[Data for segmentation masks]

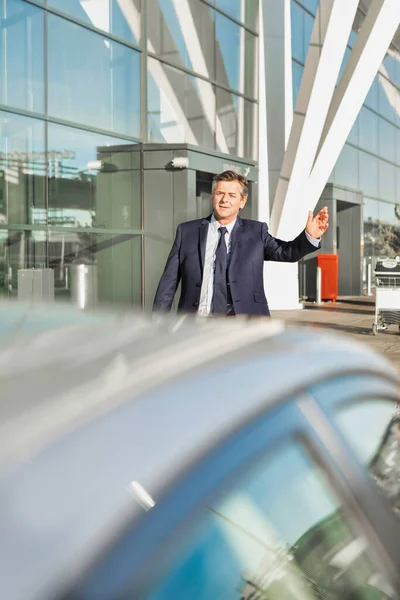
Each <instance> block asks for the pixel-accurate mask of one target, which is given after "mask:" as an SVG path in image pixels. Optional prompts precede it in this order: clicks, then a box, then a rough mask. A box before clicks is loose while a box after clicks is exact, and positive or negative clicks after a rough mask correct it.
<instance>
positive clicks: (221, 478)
mask: <svg viewBox="0 0 400 600" xmlns="http://www.w3.org/2000/svg"><path fill="white" fill-rule="evenodd" d="M301 398H303V396H301V395H297V394H296V395H294V396H291V397H290V398H287V399H285V400H284V401H282V402H280V403H279V404H277V405H275V406H272V407H269V408H268V409H267V410H264V411H263V413H262V414H260V415H258V416H257V417H256V418H253V419H252V420H251V421H250V422H247V423H244V424H242V426H241V427H240V429H238V430H237V431H236V432H235V433H234V434H232V435H230V436H229V437H228V438H226V439H224V440H222V441H220V442H219V443H218V444H217V445H216V446H214V447H213V448H211V449H210V451H209V452H208V454H207V455H206V456H205V457H203V458H202V459H201V460H200V461H199V462H198V463H197V464H196V465H192V466H191V470H190V471H189V472H186V473H184V474H182V475H181V477H180V478H179V480H178V481H176V482H174V484H173V485H172V486H171V487H170V488H169V489H168V490H167V491H166V493H165V494H164V496H163V502H162V503H161V504H159V505H156V507H155V508H153V509H151V511H150V512H149V513H146V514H145V515H143V516H142V518H141V519H140V520H139V522H136V523H133V524H131V525H128V526H127V528H126V530H125V532H123V534H122V535H121V536H120V537H119V539H118V540H117V541H115V540H114V543H113V545H112V546H111V547H110V548H109V549H108V550H107V551H106V552H105V553H103V555H102V557H101V558H100V562H99V557H96V558H97V564H95V565H94V567H93V568H92V569H91V570H90V572H89V573H86V575H85V576H84V577H81V578H80V582H78V583H77V585H76V586H74V589H75V591H76V592H77V596H76V598H78V597H80V596H79V590H80V589H82V588H81V587H80V583H82V582H84V581H86V582H90V580H91V578H96V577H98V576H101V577H102V578H105V582H106V580H107V572H109V569H111V570H112V569H115V568H116V565H117V564H118V566H119V567H120V568H121V565H119V563H118V562H117V561H118V556H119V555H120V552H121V551H125V552H126V553H129V556H130V560H129V569H127V572H126V573H125V574H124V573H122V572H121V571H120V573H119V575H120V579H119V582H118V583H117V582H115V580H114V590H113V592H112V593H111V590H110V591H109V595H105V596H104V598H117V597H119V594H121V595H122V594H123V592H124V591H126V590H127V589H129V590H130V595H131V596H132V597H141V596H140V594H141V593H142V590H143V589H144V584H145V581H146V579H148V578H149V576H150V574H151V571H152V564H151V560H150V557H151V559H152V560H158V561H162V560H163V557H165V556H167V555H168V549H169V548H171V547H173V544H174V540H175V541H176V539H177V538H179V539H181V538H182V536H183V532H184V531H185V530H186V529H187V528H188V527H192V526H193V523H196V521H197V517H198V515H199V511H201V510H204V508H203V507H204V505H207V504H209V503H210V502H212V501H213V500H212V499H215V500H217V499H218V497H219V496H220V495H221V493H222V492H223V490H227V489H229V488H232V484H233V483H234V481H236V480H237V479H238V478H240V477H241V475H242V474H243V473H244V472H245V471H246V470H247V469H249V468H251V467H252V465H254V464H257V462H259V461H260V460H262V458H263V456H267V455H268V454H269V453H270V452H271V451H273V447H274V446H275V445H276V444H278V443H279V444H280V443H282V442H284V441H289V440H291V439H292V440H297V441H298V442H299V445H300V446H301V447H302V448H303V449H304V451H305V452H306V453H307V454H308V455H309V456H310V460H311V461H312V462H313V464H314V465H315V467H317V468H320V469H321V473H322V475H323V476H324V478H325V479H326V486H327V489H328V491H329V492H330V493H331V494H332V496H333V497H334V499H335V500H336V501H337V502H338V503H339V504H340V505H342V506H343V507H344V509H345V512H346V516H347V517H348V524H349V526H350V527H351V528H352V530H353V532H354V535H355V536H356V535H362V536H365V537H367V540H368V542H371V541H374V542H375V541H376V540H375V536H372V537H371V532H370V531H368V530H367V531H365V527H363V524H364V521H365V518H364V516H363V514H362V511H361V512H360V510H359V507H358V506H357V503H356V502H355V499H354V494H353V493H352V491H351V486H350V487H349V486H348V484H347V482H346V480H345V479H344V478H343V477H342V475H341V473H340V471H339V470H338V468H337V464H336V461H334V460H332V457H331V456H330V455H329V452H328V449H327V447H326V445H325V444H324V443H323V440H322V439H321V436H320V435H319V434H318V432H317V431H315V428H314V427H313V426H312V424H310V422H309V420H308V418H307V417H306V416H305V415H304V414H303V412H302V410H301V405H300V403H299V400H301ZM271 421H272V422H273V421H276V422H278V421H280V422H279V423H278V425H279V426H278V427H277V428H274V427H271ZM246 443H247V444H249V446H250V447H248V448H247V451H246V453H243V452H242V449H243V447H244V445H245V444H246ZM229 453H230V454H229ZM235 454H236V455H238V456H239V458H240V460H239V461H238V462H234V460H235V458H234V455H235ZM215 461H216V462H217V464H218V473H214V475H213V477H211V478H210V473H209V469H208V468H209V467H210V465H211V463H212V462H215ZM194 483H195V486H196V489H200V495H198V496H197V500H196V502H193V499H192V501H191V502H190V500H189V499H188V497H187V495H188V490H189V489H190V490H191V491H192V490H193V487H192V486H193V484H194ZM185 487H186V496H185V495H184V494H185V492H184V490H185ZM191 495H192V496H193V493H192V494H191ZM177 517H178V518H177ZM178 523H179V524H178ZM176 526H177V528H176ZM160 527H161V528H162V527H164V529H163V530H162V531H160ZM175 528H176V529H175ZM138 549H139V551H138ZM373 558H375V563H376V565H377V567H378V568H379V569H380V570H381V572H382V574H383V575H384V576H385V577H387V578H388V580H389V581H390V583H391V584H392V585H393V578H392V573H391V568H390V567H391V565H390V564H387V560H383V561H382V560H381V558H379V557H378V558H377V559H376V557H375V556H374V557H373ZM128 571H129V572H128ZM133 580H135V583H134V584H133V585H134V587H133V586H132V581H133ZM85 587H86V586H85ZM102 589H104V591H106V590H105V588H104V587H102ZM399 590H400V586H399ZM67 597H68V599H70V598H71V599H72V600H74V598H75V596H74V594H73V593H72V595H67ZM82 597H83V598H85V596H84V595H83V596H82Z"/></svg>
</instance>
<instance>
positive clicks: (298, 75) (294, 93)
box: [292, 60, 304, 107]
mask: <svg viewBox="0 0 400 600" xmlns="http://www.w3.org/2000/svg"><path fill="white" fill-rule="evenodd" d="M303 68H304V67H302V66H301V65H299V63H297V62H296V61H294V60H293V61H292V79H293V107H295V106H296V102H297V96H298V93H299V89H300V84H301V78H302V77H303Z"/></svg>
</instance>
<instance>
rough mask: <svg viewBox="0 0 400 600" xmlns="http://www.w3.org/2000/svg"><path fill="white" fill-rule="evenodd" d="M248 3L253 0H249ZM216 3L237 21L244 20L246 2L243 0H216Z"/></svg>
mask: <svg viewBox="0 0 400 600" xmlns="http://www.w3.org/2000/svg"><path fill="white" fill-rule="evenodd" d="M245 1H246V0H245ZM246 3H247V4H249V3H251V0H247V2H246ZM215 4H216V6H217V7H218V8H220V9H221V10H223V11H225V12H226V13H227V14H228V15H231V17H234V18H235V19H236V20H237V21H241V22H243V21H244V14H243V13H242V10H243V9H244V6H245V2H243V1H242V0H216V2H215Z"/></svg>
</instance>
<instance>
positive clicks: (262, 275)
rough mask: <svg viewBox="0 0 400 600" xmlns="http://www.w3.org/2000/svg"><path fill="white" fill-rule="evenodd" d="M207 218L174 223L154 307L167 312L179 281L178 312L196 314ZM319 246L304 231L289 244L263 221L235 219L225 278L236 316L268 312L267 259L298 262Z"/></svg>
mask: <svg viewBox="0 0 400 600" xmlns="http://www.w3.org/2000/svg"><path fill="white" fill-rule="evenodd" d="M210 218H211V217H209V218H208V219H197V220H196V221H188V222H187V223H182V224H181V225H179V226H178V229H177V231H176V237H175V241H174V245H173V246H172V250H171V252H170V254H169V257H168V260H167V264H166V266H165V269H164V273H163V275H162V277H161V279H160V283H159V284H158V289H157V293H156V297H155V300H154V309H155V310H157V309H159V310H169V309H170V308H171V306H172V302H173V299H174V295H175V292H176V289H177V287H178V284H179V282H180V281H181V282H182V287H181V297H180V300H179V305H178V310H179V311H180V312H185V313H193V312H197V309H198V306H199V301H200V290H201V282H202V279H203V266H204V256H205V250H206V242H207V233H208V226H209V224H210ZM315 250H317V248H316V247H315V246H313V244H311V242H309V240H308V239H307V237H306V235H305V232H304V231H302V232H301V233H300V235H299V236H297V238H296V239H295V240H293V241H291V242H284V241H282V240H278V239H276V238H274V237H272V235H270V234H269V233H268V227H267V224H266V223H261V222H260V221H251V220H249V219H241V218H240V217H237V220H236V223H235V226H234V228H233V230H232V234H231V253H230V263H229V268H228V281H229V285H230V290H231V294H232V300H233V306H234V309H235V313H236V314H246V315H252V316H256V315H259V316H262V315H269V309H268V304H267V299H266V297H265V292H264V283H263V264H264V261H265V260H273V261H283V262H296V261H298V260H300V259H301V258H302V257H303V256H305V255H306V254H309V253H311V252H315Z"/></svg>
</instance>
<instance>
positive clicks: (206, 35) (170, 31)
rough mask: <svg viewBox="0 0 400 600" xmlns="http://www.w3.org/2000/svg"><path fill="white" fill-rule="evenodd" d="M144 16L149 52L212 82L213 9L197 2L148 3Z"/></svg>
mask: <svg viewBox="0 0 400 600" xmlns="http://www.w3.org/2000/svg"><path fill="white" fill-rule="evenodd" d="M148 14H149V15H151V18H149V19H148V23H147V36H148V38H147V48H148V50H149V51H150V52H154V53H156V54H157V56H158V57H160V58H164V59H165V60H168V61H171V62H176V63H177V64H179V65H183V66H185V67H187V68H189V69H191V70H193V71H196V72H197V73H200V74H201V75H203V76H204V77H208V78H210V79H215V44H214V18H215V11H214V10H213V9H211V8H210V7H208V6H207V5H206V4H204V3H203V2H199V1H198V0H189V1H188V2H185V3H180V4H179V3H176V2H173V0H148Z"/></svg>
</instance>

[JOB]
Duplicate the data word for word from its start through the line containing "positive clicks: (221, 478)", including that line. Leave the pictures out of the copy.

[SOLUTION FOR THIS TASK]
Each <instance> block asks for the pixel-accurate mask of one target, which is given after "mask:" as an SVG path in image pixels. Optional prompts precede it in this order: clicks, then a box, then a rough mask. A box before clicks is loose while a box after clicks is exact, and positive or negative clicks after a rough mask correct it.
<instance>
positive clicks: (221, 478)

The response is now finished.